▸ **How to complete this task**
Transcribe exactly the lines from the one holding "Would you point out the white cloth" to the end of the data below, including both of those lines and no others.
────────────────────
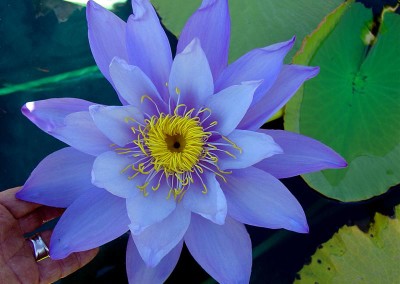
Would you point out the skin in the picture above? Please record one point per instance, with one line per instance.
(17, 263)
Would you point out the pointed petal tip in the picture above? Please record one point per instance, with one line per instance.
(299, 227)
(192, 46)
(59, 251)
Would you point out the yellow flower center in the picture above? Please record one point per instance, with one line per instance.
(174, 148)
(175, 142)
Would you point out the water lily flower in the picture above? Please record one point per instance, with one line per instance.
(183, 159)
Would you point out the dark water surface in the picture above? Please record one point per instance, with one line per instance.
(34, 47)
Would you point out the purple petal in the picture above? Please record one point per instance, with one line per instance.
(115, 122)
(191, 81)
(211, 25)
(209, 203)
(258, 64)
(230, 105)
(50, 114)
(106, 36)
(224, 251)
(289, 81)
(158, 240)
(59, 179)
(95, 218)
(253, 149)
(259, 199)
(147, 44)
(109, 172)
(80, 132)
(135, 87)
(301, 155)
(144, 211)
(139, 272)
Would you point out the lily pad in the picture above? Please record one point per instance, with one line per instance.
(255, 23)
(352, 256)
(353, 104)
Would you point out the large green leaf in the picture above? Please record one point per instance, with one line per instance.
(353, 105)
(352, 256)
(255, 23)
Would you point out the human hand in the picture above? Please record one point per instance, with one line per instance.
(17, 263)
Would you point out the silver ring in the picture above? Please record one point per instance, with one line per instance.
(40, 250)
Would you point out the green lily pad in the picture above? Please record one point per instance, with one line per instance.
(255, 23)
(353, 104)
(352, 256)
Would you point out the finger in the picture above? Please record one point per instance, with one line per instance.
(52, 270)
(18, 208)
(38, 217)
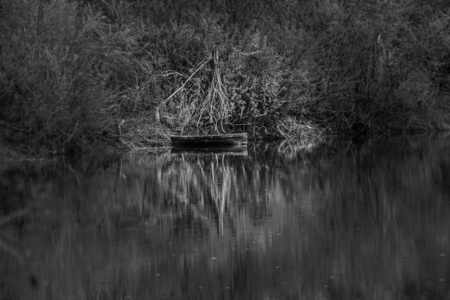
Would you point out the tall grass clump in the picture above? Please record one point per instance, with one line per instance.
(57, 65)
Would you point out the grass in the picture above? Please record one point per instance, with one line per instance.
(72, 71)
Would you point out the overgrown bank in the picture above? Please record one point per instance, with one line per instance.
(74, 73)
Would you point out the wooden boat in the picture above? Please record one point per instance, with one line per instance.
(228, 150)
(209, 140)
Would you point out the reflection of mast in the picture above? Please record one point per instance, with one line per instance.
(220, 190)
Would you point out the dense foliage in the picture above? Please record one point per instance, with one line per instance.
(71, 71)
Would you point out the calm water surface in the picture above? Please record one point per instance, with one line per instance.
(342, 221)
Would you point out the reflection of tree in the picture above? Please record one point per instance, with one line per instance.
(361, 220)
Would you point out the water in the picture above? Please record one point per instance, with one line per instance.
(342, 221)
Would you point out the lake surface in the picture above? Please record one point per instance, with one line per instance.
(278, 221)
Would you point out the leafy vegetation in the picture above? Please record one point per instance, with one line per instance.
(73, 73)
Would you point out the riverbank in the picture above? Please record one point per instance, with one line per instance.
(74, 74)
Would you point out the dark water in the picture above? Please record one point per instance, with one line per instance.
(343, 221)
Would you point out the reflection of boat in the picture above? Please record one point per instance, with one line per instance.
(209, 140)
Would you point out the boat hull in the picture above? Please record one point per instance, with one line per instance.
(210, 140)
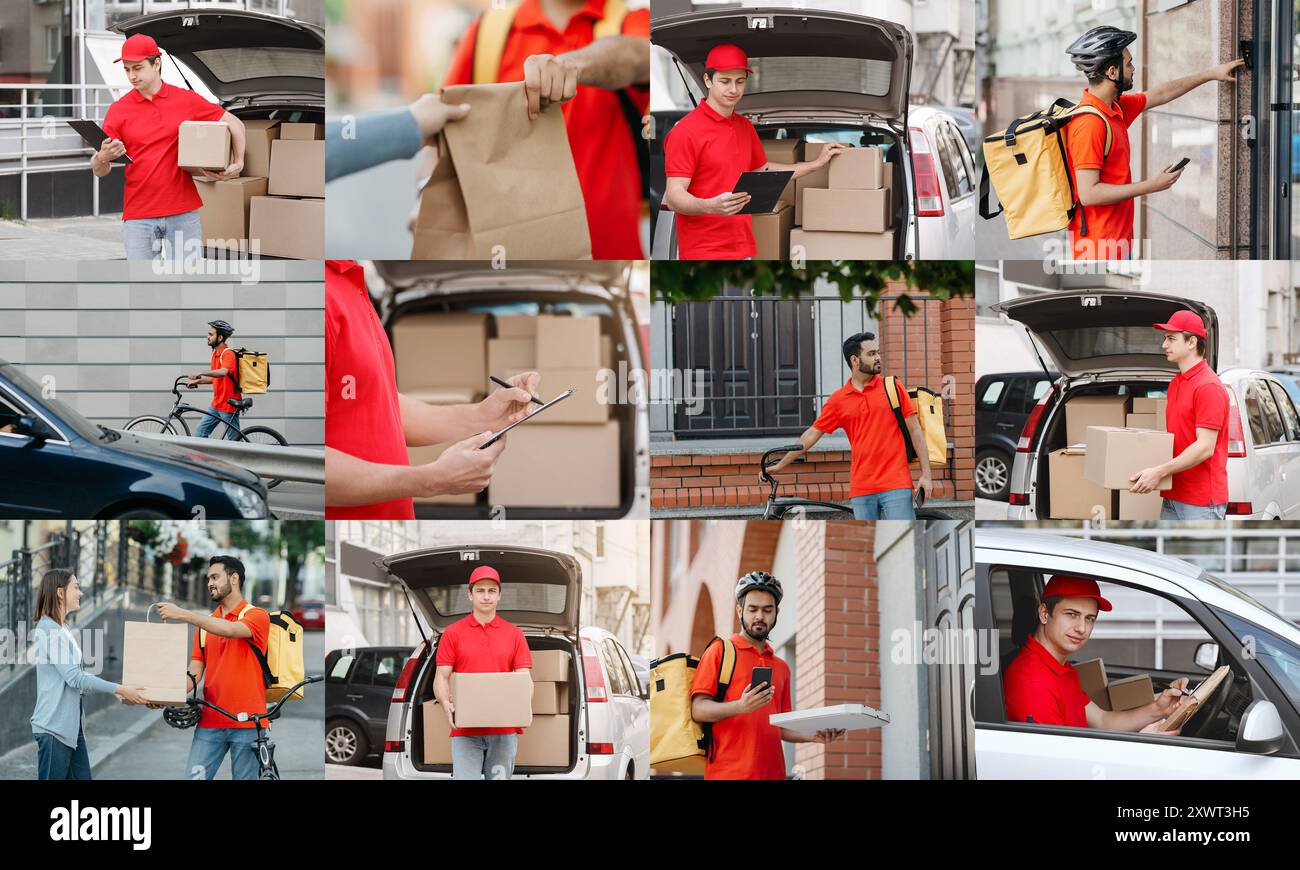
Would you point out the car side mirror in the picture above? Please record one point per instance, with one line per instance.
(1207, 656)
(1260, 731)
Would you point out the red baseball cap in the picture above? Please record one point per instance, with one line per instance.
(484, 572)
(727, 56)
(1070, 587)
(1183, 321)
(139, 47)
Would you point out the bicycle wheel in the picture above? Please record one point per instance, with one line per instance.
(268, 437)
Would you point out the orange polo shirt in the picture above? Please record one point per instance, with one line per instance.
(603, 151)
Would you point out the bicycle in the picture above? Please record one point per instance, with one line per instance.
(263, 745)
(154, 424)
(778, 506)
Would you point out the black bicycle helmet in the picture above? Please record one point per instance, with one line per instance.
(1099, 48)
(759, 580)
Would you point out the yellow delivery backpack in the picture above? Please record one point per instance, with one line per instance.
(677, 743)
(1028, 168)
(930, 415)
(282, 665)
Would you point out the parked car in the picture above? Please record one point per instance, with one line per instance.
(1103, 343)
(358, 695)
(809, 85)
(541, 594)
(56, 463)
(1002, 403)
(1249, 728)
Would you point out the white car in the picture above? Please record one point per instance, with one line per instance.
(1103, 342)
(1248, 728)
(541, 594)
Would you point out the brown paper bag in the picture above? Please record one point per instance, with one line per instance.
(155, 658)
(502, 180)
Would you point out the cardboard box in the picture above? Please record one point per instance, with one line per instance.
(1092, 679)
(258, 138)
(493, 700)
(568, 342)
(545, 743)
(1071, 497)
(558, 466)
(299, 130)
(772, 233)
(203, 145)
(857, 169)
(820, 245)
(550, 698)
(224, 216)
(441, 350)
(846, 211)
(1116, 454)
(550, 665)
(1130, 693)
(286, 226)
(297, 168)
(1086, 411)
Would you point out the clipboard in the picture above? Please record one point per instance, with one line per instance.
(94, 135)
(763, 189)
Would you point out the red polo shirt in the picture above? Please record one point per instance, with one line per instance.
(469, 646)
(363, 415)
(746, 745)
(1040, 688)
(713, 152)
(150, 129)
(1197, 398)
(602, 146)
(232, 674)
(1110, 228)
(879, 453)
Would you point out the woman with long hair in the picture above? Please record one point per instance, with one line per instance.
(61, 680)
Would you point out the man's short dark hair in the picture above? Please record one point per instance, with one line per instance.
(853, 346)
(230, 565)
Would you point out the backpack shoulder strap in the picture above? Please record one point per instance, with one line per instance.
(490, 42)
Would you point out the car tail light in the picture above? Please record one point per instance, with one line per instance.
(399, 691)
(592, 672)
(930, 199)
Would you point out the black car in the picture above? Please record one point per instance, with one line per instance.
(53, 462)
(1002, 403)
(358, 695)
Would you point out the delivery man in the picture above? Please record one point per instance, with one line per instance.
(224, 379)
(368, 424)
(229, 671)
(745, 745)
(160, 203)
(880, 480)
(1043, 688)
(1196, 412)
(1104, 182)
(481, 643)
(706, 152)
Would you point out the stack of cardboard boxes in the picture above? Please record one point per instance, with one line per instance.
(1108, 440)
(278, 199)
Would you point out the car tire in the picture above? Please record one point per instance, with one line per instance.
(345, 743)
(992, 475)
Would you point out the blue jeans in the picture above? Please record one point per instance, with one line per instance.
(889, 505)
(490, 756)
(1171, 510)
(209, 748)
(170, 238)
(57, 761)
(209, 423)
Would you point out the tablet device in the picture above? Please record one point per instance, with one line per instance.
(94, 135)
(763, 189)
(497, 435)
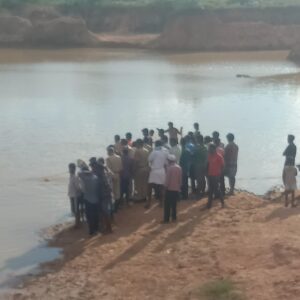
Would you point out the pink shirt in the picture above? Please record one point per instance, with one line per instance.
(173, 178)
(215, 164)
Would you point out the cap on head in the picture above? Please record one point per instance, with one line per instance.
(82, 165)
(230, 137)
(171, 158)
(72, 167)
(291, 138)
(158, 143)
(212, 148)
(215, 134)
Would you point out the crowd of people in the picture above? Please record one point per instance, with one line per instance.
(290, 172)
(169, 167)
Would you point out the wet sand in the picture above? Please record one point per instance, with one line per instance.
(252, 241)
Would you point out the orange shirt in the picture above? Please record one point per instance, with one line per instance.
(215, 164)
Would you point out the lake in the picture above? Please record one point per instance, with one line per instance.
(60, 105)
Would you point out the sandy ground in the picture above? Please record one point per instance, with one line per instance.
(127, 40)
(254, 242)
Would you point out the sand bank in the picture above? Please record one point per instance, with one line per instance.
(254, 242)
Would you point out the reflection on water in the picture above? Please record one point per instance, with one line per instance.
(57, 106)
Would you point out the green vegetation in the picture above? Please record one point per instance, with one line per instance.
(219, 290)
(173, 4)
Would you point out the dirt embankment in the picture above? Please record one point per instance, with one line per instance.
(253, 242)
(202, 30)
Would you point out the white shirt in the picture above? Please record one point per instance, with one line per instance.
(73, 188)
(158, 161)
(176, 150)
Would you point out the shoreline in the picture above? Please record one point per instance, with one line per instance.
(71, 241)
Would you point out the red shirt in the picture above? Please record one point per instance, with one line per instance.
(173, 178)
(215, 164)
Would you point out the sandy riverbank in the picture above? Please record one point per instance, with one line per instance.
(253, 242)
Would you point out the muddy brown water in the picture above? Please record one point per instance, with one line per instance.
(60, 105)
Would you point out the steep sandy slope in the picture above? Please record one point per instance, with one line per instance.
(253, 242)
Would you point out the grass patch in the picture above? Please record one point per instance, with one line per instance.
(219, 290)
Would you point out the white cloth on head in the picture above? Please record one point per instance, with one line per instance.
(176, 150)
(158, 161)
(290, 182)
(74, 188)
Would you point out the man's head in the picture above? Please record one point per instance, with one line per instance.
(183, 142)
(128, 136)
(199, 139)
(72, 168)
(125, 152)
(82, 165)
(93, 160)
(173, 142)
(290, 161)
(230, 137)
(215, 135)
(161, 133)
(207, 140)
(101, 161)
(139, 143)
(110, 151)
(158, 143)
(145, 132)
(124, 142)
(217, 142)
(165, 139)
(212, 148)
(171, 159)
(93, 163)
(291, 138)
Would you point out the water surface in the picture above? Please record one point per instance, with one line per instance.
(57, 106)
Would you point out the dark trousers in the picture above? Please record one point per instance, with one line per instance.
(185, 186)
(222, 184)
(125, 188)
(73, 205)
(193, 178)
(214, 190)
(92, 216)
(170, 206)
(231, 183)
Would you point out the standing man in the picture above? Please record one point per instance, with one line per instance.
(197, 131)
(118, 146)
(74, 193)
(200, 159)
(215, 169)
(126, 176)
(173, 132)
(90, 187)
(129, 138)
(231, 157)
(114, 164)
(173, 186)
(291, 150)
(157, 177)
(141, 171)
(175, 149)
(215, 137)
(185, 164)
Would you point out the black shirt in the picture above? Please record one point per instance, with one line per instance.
────────────────────
▸ **Output for this exercise**
Would you point out the white cloth on head in the picture above? Please record one point per instance, with one line per instance.
(176, 150)
(158, 161)
(290, 182)
(74, 188)
Would you point out the man's head in the picture above? Please record one point per instance, with one line per instance.
(183, 142)
(128, 136)
(199, 139)
(72, 168)
(125, 152)
(82, 165)
(93, 160)
(173, 142)
(290, 161)
(230, 137)
(215, 135)
(161, 133)
(207, 140)
(101, 161)
(139, 143)
(110, 151)
(158, 143)
(145, 132)
(124, 142)
(217, 142)
(165, 139)
(212, 148)
(171, 159)
(93, 163)
(291, 138)
Would you point out the water surface in the picture above? Please record one point per instance, with one line per instance.
(57, 106)
Would you point out the dark trousers in the picture above? Please record one point per instance, with one line per instance.
(185, 186)
(222, 184)
(125, 188)
(73, 205)
(193, 178)
(214, 190)
(92, 216)
(170, 206)
(231, 183)
Would you point out the standing man in the picture above? Please record one point per instance, with one line per instance.
(197, 131)
(118, 146)
(74, 193)
(200, 159)
(215, 169)
(126, 176)
(173, 132)
(90, 187)
(129, 138)
(231, 157)
(114, 164)
(173, 186)
(291, 150)
(157, 177)
(141, 171)
(175, 149)
(215, 137)
(185, 164)
Would you point out the black shirt in the picture above? Please record one point per instance, with one line per instance.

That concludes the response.